▸ **Task brief**
Answer these questions using the reading passage on specification curve analysis:
(a) For which two kinds of studies is specification curve analysis described as especially valuable?
(b) Who introduced specification curve analysis, and in what year?
(c) At which two levels does the passage mention clustering standard errors?

Specification Curve Analysis
How much do your results depend on the specific analytical choices you made? Explore the full space of defensible specifications.
When to Use Specification Curve Analysis
Use specification curve analysis whenever your analysis involves choices that could plausibly affect your results — different outcome measures, control variable sets, sample restrictions, functional forms, or standard error specifications. It is especially valuable for observational studies where there is no single "correct" specification, and for pre-registered studies where you want to demonstrate that your headline result is not an artifact of one particular set of choices.
Why It Matters
When a paper reports a single specification, readers have no way of knowing whether that combination of choices is the one that happened to produce the most favorable result. Specification curve analysis makes this transparent by showing all defensible specifications simultaneously, letting readers judge whether the finding is robust or fragile. It is increasingly expected in top journals as a complement to pre-registration and sensitivity analysis.
The Problem of Researcher Degrees of Freedom
Every empirical analysis involves dozens of choices. Which sample do you use? Which control variables do you include? How do you define the outcome? Do you winsorize outliers at the 1st or 5th percentile? Do you use OLS or a nonlinear model? Do you cluster standard errors at the state level or the county level?
Each of these choices is defensible. But different choices lead to different results. And when a paper reports a single specification — the one the authors settled on after weeks of analysis — the reader has no way of knowing whether that particular combination of choices is the one that happened to produce the most favorable result.
This selectivity is the problem of . It is distinct from outright fraud or even intentional p-hacking. It arises because the space of reasonable analytic choices is large, and reporting only one point in that space is inherently selective.
Specification curve analysis is the systematic method for exploring the entire space of defensible choices and presenting the results transparently.
(Simonsohn et al., 2020)Two Frameworks, One Idea
Specification Curve Analysis (SCA)
Simonsohn et al. (2020) introduced SCA as a method for assessing the robustness of a finding across all reasonable specifications. The key insight: rather than presenting one "preferred" specification with a few robustness checks in an appendix, run every defensible specification and show the full distribution of results.

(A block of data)
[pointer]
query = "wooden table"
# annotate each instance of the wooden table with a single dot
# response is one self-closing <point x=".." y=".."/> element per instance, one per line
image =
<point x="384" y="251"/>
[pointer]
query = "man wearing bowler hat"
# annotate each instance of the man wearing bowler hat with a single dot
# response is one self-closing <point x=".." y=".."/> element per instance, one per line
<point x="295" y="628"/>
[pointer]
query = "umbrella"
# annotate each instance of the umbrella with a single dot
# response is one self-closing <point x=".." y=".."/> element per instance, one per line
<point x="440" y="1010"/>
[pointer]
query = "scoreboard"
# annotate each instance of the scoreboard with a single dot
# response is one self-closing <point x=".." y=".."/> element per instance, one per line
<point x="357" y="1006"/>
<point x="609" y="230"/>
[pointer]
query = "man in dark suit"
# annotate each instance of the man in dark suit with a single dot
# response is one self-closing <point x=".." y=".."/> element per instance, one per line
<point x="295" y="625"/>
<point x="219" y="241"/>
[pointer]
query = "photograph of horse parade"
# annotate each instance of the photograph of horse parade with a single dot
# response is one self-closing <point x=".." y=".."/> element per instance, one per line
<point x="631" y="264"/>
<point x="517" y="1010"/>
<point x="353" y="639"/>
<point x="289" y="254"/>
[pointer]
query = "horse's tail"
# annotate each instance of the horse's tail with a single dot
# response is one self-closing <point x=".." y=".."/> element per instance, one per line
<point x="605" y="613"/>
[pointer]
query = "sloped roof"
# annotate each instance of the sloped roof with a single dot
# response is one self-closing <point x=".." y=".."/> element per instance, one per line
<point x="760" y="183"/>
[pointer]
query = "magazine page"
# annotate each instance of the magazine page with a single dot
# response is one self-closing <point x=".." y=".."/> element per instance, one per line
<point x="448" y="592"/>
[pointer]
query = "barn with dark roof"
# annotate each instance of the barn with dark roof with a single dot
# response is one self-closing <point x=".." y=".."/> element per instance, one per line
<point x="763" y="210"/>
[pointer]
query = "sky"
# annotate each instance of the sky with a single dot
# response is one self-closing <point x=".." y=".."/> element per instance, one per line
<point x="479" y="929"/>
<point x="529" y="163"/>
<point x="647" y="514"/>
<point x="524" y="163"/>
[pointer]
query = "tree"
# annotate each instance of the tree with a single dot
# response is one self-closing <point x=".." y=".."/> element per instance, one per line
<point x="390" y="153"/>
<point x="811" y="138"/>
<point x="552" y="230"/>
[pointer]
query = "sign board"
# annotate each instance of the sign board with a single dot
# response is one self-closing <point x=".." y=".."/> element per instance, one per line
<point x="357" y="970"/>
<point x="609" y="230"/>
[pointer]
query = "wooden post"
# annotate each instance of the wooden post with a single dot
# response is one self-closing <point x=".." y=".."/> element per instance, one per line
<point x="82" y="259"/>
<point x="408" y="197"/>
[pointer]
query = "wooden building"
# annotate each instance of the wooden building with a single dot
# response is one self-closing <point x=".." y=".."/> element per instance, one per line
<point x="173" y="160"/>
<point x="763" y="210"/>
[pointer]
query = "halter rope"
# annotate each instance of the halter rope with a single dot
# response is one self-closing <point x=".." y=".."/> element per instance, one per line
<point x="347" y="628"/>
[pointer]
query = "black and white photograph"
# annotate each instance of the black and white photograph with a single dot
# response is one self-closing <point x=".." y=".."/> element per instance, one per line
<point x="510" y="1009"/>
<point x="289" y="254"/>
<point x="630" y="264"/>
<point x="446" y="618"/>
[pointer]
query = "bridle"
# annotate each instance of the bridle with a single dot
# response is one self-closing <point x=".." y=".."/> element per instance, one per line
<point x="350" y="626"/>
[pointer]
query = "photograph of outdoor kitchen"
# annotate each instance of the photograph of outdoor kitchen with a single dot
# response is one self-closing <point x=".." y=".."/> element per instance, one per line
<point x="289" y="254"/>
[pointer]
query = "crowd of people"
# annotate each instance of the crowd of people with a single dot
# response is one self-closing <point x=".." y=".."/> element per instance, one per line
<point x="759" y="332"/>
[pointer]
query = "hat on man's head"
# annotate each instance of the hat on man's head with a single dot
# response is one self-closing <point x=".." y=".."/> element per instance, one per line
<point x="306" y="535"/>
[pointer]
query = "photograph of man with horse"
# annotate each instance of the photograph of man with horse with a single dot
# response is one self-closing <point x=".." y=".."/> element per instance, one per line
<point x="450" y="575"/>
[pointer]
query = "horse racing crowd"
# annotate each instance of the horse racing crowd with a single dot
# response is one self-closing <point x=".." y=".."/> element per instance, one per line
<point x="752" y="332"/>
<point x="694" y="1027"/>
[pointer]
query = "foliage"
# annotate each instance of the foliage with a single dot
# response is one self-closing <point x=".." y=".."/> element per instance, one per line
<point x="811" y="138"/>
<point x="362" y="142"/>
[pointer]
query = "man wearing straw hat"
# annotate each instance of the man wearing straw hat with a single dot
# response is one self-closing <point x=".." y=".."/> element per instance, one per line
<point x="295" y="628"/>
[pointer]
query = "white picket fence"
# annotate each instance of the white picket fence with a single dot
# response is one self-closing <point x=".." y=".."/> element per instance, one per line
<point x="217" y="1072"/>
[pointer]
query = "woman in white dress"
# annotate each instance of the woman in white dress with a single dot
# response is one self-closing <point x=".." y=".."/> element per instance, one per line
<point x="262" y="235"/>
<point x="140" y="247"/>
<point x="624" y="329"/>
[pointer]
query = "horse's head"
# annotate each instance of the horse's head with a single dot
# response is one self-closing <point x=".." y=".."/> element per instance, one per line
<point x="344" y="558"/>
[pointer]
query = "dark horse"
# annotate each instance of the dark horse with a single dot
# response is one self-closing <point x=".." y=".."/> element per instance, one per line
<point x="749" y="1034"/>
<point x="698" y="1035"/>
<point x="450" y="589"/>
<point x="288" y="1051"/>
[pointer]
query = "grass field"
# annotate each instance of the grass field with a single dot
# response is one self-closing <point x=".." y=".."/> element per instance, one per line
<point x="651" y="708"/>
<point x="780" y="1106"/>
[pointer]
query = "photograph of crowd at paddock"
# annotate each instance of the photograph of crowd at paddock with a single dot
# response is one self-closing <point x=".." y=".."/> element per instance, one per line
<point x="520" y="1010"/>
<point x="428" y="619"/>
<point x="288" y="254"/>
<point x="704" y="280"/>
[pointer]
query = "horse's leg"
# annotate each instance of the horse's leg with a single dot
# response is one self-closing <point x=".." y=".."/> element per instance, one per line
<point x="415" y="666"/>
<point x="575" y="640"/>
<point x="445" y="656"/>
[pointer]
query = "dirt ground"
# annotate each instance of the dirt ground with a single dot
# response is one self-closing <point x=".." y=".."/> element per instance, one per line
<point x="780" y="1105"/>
==
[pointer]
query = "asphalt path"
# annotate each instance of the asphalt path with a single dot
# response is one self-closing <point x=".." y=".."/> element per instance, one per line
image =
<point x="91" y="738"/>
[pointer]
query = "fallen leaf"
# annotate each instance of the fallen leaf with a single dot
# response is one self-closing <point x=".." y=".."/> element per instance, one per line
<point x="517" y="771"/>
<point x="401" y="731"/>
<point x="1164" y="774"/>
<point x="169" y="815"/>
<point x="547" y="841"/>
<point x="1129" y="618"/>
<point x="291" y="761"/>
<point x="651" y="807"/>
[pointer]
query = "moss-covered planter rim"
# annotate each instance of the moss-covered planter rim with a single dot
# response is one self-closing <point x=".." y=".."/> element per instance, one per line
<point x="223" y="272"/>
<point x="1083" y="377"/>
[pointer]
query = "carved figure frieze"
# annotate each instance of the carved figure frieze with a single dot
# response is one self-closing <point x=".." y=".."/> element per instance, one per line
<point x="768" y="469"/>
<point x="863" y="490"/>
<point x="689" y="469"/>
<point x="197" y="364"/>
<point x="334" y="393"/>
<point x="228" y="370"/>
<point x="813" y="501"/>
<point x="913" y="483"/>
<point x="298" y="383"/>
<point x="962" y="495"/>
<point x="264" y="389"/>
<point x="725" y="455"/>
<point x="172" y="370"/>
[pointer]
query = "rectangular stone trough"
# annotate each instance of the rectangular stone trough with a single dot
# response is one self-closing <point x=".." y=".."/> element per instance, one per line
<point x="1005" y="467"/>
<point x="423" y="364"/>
--
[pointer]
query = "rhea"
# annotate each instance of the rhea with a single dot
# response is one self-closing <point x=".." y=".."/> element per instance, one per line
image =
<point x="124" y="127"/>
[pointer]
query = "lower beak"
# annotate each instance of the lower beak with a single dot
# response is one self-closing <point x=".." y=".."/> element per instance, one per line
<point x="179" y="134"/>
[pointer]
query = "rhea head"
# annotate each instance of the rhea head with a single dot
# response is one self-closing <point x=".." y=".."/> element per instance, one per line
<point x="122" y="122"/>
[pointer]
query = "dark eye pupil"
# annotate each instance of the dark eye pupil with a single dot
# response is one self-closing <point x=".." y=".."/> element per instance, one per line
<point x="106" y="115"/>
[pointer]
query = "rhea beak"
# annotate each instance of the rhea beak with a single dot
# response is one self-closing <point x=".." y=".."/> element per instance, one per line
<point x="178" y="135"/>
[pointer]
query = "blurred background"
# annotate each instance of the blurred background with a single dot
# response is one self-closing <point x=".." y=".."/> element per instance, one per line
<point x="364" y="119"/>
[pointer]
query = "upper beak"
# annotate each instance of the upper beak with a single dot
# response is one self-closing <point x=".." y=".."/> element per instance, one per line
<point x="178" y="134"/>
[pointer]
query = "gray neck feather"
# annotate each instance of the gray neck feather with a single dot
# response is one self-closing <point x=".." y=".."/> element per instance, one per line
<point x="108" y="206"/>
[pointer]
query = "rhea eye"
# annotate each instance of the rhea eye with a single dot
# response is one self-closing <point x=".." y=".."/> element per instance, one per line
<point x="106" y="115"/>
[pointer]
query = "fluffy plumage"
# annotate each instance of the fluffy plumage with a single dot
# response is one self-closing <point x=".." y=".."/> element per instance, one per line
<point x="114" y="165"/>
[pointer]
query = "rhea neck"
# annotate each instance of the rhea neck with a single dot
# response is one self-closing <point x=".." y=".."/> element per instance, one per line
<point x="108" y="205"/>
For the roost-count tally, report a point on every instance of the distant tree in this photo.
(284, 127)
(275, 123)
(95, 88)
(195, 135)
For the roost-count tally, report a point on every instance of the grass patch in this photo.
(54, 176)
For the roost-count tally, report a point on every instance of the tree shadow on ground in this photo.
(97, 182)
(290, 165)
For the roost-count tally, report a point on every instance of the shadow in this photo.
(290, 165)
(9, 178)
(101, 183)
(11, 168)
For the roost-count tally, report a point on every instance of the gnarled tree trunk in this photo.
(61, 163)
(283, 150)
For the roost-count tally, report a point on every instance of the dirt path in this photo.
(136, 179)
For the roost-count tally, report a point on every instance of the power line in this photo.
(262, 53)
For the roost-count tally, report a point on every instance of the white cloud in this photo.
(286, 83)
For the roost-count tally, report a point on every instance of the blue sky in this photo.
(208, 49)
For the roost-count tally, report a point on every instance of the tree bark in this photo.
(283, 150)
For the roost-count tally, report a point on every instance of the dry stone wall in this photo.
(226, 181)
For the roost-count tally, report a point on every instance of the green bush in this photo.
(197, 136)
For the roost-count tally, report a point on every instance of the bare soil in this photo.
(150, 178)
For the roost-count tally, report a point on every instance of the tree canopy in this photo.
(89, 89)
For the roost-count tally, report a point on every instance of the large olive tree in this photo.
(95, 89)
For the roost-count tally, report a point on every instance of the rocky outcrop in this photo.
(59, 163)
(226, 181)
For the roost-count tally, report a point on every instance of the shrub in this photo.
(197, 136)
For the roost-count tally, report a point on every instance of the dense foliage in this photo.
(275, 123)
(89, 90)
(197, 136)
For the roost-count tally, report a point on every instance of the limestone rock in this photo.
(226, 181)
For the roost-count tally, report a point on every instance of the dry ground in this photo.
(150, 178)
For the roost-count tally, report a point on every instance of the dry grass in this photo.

▸ **Output**
(a) Observational studies where there is no single "correct" specification, and pre-registered studies where the researcher wants to show that the headline result is not an artifact of one particular set of choices.
(b) Simonsohn et al., in 2020.
(c) The state level and the county level.